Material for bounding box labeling
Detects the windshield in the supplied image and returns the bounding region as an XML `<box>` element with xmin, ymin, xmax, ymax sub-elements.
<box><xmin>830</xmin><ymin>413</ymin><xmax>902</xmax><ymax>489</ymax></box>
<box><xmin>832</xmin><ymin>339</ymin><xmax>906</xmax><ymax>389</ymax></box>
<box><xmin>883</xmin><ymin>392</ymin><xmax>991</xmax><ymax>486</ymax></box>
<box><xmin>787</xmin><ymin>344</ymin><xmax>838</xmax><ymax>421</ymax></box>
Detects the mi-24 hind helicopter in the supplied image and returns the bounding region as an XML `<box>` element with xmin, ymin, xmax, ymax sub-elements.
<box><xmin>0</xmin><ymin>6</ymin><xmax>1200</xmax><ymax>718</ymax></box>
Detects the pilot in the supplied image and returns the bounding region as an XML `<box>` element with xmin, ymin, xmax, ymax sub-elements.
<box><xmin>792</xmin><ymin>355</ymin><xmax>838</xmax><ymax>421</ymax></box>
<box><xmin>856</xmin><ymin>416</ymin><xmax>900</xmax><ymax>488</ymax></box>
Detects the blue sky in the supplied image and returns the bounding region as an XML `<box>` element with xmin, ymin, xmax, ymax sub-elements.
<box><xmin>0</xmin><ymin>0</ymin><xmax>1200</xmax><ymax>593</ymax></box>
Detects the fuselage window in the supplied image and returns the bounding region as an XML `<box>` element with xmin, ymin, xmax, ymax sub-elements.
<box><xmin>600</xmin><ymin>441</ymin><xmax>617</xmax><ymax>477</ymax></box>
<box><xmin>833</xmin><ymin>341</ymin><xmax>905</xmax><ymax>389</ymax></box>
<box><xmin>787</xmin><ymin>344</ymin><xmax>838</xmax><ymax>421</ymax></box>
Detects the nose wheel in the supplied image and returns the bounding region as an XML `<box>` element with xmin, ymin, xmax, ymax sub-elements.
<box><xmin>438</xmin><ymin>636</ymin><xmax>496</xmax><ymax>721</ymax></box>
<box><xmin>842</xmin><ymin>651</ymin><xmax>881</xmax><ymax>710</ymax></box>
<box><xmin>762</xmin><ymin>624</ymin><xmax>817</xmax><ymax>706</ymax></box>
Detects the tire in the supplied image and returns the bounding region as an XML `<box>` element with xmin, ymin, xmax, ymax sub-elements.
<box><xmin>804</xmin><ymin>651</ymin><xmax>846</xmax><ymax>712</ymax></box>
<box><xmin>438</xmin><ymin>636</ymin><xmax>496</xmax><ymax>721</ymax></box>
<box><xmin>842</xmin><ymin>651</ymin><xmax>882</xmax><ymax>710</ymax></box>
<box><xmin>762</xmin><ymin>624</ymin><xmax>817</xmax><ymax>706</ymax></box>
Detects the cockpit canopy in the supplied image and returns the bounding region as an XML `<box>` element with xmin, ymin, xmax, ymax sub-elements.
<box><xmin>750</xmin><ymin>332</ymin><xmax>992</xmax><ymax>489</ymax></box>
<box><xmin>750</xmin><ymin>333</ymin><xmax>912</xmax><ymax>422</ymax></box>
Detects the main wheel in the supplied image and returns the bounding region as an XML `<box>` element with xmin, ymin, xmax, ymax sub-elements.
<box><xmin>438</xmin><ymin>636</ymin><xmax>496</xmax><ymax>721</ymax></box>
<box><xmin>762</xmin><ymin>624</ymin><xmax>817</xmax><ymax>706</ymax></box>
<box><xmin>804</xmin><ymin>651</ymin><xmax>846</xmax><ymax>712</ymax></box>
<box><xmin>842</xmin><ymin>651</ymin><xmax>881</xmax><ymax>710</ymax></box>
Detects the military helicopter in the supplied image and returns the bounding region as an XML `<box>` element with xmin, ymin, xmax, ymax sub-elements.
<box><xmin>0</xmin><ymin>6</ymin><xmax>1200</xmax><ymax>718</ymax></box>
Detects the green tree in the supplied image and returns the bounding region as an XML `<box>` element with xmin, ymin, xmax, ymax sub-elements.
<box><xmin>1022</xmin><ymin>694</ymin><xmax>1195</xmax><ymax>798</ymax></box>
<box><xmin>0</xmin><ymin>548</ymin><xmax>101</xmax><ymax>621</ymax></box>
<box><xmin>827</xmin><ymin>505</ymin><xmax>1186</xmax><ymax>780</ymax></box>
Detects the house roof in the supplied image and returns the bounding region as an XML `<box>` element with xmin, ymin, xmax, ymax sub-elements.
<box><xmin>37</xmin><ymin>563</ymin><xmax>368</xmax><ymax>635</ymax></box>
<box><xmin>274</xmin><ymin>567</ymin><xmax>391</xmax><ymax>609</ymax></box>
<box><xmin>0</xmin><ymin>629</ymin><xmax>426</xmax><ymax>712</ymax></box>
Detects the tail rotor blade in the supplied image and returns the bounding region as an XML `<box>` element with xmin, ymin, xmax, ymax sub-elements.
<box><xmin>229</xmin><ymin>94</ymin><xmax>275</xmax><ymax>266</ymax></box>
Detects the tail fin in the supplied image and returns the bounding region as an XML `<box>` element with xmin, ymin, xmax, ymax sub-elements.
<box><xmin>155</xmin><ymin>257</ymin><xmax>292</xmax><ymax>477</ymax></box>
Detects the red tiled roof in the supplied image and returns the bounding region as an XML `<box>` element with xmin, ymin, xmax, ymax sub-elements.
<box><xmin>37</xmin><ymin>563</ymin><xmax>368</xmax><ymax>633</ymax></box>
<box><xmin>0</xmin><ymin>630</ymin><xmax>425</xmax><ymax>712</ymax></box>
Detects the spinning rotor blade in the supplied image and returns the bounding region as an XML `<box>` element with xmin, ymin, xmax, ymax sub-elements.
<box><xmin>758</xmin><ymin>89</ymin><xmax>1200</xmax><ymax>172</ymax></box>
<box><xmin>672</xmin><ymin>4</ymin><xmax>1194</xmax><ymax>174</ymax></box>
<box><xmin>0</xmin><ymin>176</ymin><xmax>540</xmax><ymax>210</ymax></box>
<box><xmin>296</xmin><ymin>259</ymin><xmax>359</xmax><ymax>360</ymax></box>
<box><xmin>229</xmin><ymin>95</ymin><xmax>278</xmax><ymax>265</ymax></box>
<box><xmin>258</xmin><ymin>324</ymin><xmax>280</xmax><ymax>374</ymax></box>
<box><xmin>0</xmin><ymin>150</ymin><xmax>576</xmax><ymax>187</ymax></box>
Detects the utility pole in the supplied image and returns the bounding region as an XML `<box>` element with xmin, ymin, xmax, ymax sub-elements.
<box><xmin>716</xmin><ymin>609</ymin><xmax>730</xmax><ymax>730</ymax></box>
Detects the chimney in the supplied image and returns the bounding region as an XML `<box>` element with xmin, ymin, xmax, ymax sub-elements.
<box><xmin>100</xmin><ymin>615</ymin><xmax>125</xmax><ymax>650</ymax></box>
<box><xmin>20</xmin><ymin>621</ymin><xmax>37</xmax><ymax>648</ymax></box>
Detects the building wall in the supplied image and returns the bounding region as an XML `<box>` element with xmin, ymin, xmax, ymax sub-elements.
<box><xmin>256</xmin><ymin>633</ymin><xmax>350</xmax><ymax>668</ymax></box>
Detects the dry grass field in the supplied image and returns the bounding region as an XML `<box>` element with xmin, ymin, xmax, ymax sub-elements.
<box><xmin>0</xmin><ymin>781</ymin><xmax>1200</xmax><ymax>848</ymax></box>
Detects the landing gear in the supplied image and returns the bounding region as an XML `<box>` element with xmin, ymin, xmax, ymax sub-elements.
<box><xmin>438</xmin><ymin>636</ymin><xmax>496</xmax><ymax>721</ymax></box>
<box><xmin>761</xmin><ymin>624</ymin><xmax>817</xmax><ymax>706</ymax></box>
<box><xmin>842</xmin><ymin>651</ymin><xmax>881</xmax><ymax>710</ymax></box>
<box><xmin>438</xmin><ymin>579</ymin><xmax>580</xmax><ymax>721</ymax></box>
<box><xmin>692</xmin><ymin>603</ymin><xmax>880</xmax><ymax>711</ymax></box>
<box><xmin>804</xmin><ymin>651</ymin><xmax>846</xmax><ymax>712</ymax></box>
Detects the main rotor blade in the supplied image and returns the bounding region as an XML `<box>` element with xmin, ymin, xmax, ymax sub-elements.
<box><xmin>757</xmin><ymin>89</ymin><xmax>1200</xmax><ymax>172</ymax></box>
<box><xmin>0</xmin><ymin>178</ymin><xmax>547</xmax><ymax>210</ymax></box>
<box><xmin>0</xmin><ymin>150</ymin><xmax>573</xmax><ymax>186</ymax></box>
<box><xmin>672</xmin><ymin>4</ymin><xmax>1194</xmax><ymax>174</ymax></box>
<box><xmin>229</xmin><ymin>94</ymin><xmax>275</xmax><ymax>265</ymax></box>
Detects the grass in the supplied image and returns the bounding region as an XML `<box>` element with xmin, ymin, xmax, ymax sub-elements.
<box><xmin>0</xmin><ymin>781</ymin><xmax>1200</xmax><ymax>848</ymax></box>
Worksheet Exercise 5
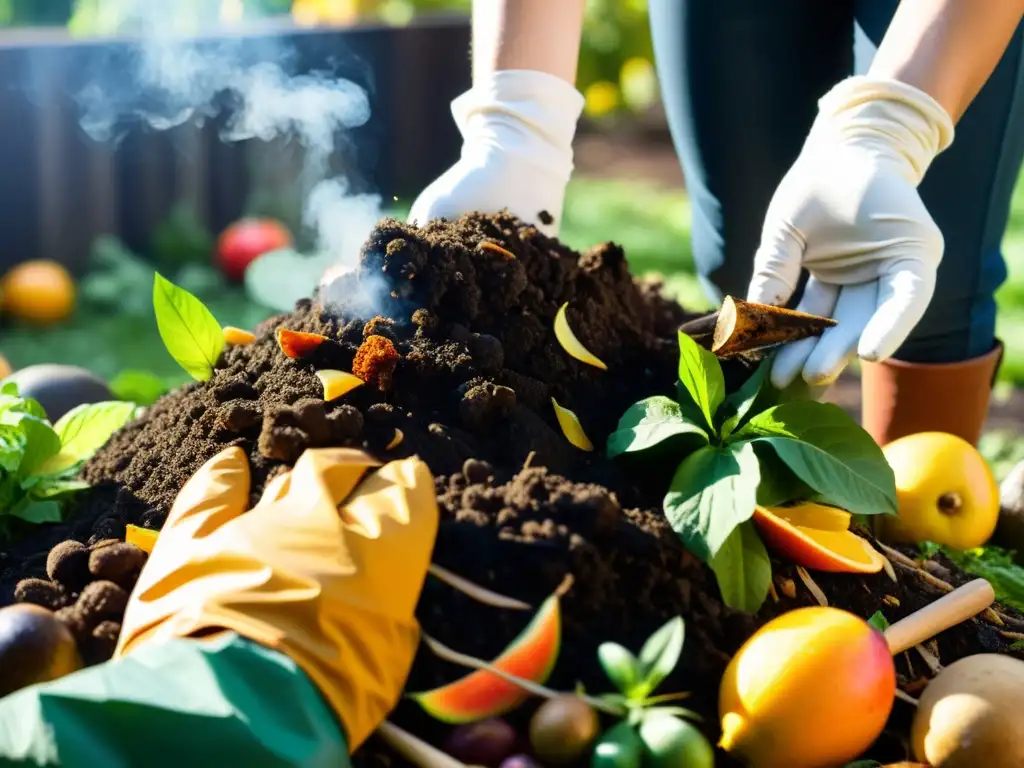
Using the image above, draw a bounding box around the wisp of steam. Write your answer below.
[77,0,382,303]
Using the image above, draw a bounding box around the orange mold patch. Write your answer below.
[754,505,885,573]
[411,595,562,724]
[278,328,328,359]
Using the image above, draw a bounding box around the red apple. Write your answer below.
[215,218,293,283]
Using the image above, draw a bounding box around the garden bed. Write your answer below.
[0,215,1024,766]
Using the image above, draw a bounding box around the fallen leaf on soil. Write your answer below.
[316,369,366,403]
[224,326,256,346]
[125,523,160,555]
[278,328,328,359]
[555,302,608,371]
[551,397,594,451]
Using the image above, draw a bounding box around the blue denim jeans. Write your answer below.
[648,0,1024,362]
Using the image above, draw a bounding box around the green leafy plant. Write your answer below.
[153,272,224,381]
[607,334,896,612]
[0,383,135,538]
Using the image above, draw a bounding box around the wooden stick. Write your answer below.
[885,579,995,655]
[679,296,836,358]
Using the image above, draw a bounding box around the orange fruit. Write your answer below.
[754,504,885,573]
[0,603,82,696]
[0,260,76,325]
[876,432,999,550]
[719,607,896,768]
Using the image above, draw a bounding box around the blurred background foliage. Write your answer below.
[0,0,657,122]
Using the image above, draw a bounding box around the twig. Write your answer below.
[797,565,828,608]
[427,563,532,610]
[420,633,625,717]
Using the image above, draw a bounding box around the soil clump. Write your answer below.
[0,214,1024,767]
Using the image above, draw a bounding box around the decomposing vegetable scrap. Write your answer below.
[278,328,329,359]
[352,335,399,391]
[555,302,608,371]
[551,397,594,451]
[314,369,366,402]
[224,326,256,346]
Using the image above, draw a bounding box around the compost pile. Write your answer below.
[0,214,1020,766]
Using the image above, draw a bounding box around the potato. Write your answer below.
[0,603,82,696]
[910,653,1024,768]
[0,364,115,422]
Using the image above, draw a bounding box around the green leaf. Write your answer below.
[736,400,896,515]
[153,272,224,381]
[679,333,725,430]
[597,643,640,695]
[711,520,771,613]
[867,610,889,632]
[111,370,167,406]
[754,442,817,507]
[39,400,135,474]
[8,498,62,524]
[607,395,708,459]
[638,616,686,696]
[718,362,768,439]
[664,442,761,562]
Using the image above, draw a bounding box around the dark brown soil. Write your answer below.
[0,210,1024,766]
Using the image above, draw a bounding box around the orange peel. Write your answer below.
[316,369,366,401]
[125,523,160,555]
[551,397,594,451]
[555,301,608,371]
[223,326,256,346]
[754,507,885,573]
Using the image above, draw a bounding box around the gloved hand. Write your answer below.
[748,77,953,387]
[116,447,437,751]
[409,70,584,237]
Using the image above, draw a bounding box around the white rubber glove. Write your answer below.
[748,77,953,387]
[409,70,584,237]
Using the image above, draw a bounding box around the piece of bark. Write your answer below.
[679,296,836,359]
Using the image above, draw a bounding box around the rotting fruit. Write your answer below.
[640,712,715,768]
[411,595,561,723]
[719,607,896,768]
[529,693,600,765]
[0,259,76,325]
[215,218,293,282]
[910,653,1024,768]
[754,505,885,573]
[0,603,82,696]
[876,432,999,550]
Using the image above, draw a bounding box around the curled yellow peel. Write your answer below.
[551,397,594,451]
[125,523,160,554]
[222,326,256,346]
[316,369,364,400]
[555,301,608,371]
[384,428,406,451]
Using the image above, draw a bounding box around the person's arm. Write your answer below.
[473,0,587,85]
[868,0,1024,122]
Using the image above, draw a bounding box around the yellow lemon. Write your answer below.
[876,432,999,550]
[719,607,896,768]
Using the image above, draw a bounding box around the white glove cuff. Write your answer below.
[452,70,584,181]
[818,75,954,186]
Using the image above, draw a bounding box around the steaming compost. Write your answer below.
[0,214,1024,766]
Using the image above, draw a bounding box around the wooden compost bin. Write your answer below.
[0,16,470,271]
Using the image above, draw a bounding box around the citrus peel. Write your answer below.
[223,326,256,346]
[278,328,328,359]
[555,302,608,371]
[316,369,365,401]
[754,507,885,573]
[551,397,594,451]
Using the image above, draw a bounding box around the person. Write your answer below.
[410,0,1024,444]
[0,446,438,768]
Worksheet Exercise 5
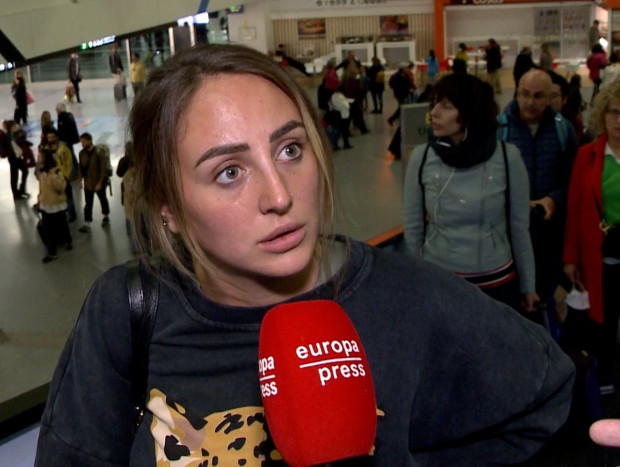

■ **Task details**:
Render the material from the line containing "Using the image above, draw a bounding box around the person's" through the end of the material, both included, as a Markdown table with the columns "Row" and "Line", one line per row and blank lines omitted. Exclude the pictures.

■ **Exercise result**:
| Row | Line |
|---|---|
| 1 | Using the image above, draw a bounding box around the person's arm. Write your answer below. |
| 2 | [473,0,587,85] |
| 3 | [868,0,1024,122] |
| 4 | Using the image above, draw a bounding box around the yellow lemon. Write your answer below. |
| 5 | [876,432,999,550] |
| 6 | [719,607,896,768] |
| 7 | Using the image above, draw a bounding box around the white glove cuff. Write your answer below. |
| 8 | [452,70,584,181] |
| 9 | [818,75,954,186] |
| 10 | Using the image above, draw a bounding box around the steaming compost. Write your answer below. |
| 11 | [0,214,1024,766] |
| 12 | Using the image above, draw a bounding box around the wooden compost bin. Write your answer below. |
| 13 | [0,16,470,271] |
| 14 | Using the image above, draw a bounding box around the citrus peel. Write your answer below. |
| 15 | [223,326,256,346] |
| 16 | [278,328,328,359] |
| 17 | [555,302,608,371] |
| 18 | [316,369,365,401] |
| 19 | [754,507,885,573] |
| 20 | [551,397,594,451] |
| 21 | Using the image above, draw a bounding box around the person. Write your answer below. |
| 22 | [410,0,1024,444] |
| 23 | [0,446,438,768] |
| 24 | Worksheet Exercise 5 |